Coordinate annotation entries
-=-=-=-=-
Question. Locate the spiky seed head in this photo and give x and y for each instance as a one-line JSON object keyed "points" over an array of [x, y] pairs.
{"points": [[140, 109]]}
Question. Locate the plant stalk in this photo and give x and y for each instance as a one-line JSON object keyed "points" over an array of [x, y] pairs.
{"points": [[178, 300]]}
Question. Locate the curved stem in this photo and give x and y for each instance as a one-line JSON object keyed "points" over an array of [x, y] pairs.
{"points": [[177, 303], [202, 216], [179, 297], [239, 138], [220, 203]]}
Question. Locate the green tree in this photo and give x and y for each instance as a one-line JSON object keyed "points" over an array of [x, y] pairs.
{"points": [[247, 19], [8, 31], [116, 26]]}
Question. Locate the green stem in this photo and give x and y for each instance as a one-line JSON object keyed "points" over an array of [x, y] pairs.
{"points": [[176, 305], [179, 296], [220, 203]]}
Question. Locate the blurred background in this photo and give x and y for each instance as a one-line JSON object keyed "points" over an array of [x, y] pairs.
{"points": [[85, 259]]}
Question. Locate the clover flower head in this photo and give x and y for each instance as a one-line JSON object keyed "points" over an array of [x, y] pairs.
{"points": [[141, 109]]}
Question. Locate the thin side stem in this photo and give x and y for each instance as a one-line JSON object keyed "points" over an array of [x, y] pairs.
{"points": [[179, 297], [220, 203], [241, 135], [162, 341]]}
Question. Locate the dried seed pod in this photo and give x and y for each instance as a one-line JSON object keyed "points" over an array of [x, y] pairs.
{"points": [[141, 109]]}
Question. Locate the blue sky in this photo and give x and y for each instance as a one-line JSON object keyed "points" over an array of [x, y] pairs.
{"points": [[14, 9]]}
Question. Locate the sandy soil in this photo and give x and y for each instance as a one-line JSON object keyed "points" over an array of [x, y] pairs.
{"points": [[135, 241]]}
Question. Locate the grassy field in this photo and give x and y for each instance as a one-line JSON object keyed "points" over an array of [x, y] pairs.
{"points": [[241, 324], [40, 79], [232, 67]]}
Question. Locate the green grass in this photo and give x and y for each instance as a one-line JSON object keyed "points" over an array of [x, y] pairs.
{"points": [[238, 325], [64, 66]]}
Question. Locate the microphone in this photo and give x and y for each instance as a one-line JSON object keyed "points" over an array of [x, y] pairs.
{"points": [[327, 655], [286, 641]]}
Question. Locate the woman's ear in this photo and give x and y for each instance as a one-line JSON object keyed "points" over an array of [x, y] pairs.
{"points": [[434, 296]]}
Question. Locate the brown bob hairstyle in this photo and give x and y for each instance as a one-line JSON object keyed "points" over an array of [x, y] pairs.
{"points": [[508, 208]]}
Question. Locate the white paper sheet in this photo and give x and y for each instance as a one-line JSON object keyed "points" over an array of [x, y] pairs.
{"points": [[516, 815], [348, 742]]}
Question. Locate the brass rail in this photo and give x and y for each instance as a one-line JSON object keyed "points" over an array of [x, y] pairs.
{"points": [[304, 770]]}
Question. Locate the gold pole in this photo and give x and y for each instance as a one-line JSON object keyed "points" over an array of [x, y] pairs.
-=-=-=-=-
Reproduce nothing but the lines from the line containing "Question. Locate the microphone" to the last line of the data, each exactly as written.

Question. Locate the microphone in this photo and give x and y for each instance as a one-line JSON object keyed "points" over an array of [x, y] pairs.
{"points": [[327, 655], [286, 641]]}
Question. Locate the woman's ear in this photo and give x and y for each instance as a one-line JSON object keyed "points" over an array of [x, y] pairs.
{"points": [[434, 296]]}
Question. Locate the brown bob hairstyle in this photo and give x and y for each instance as a one-line JSON object keyed "points" over an array of [x, y] pairs.
{"points": [[508, 208]]}
Question. Locate the white paper sheet in this photo and give x and y for each instance as a one-line JSON object keyed "points" over an array of [x, y] pairs.
{"points": [[516, 815], [348, 742]]}
Question. Locate the brass rail in this photo and give x and y for each instance as a one-line JSON object keyed "points" over an array of [x, y] pairs.
{"points": [[304, 770]]}
Question. Locate the gold pole in this photo and give x and y for each instance as a one-line JSON object keyed "points" over an array of [x, y] pairs.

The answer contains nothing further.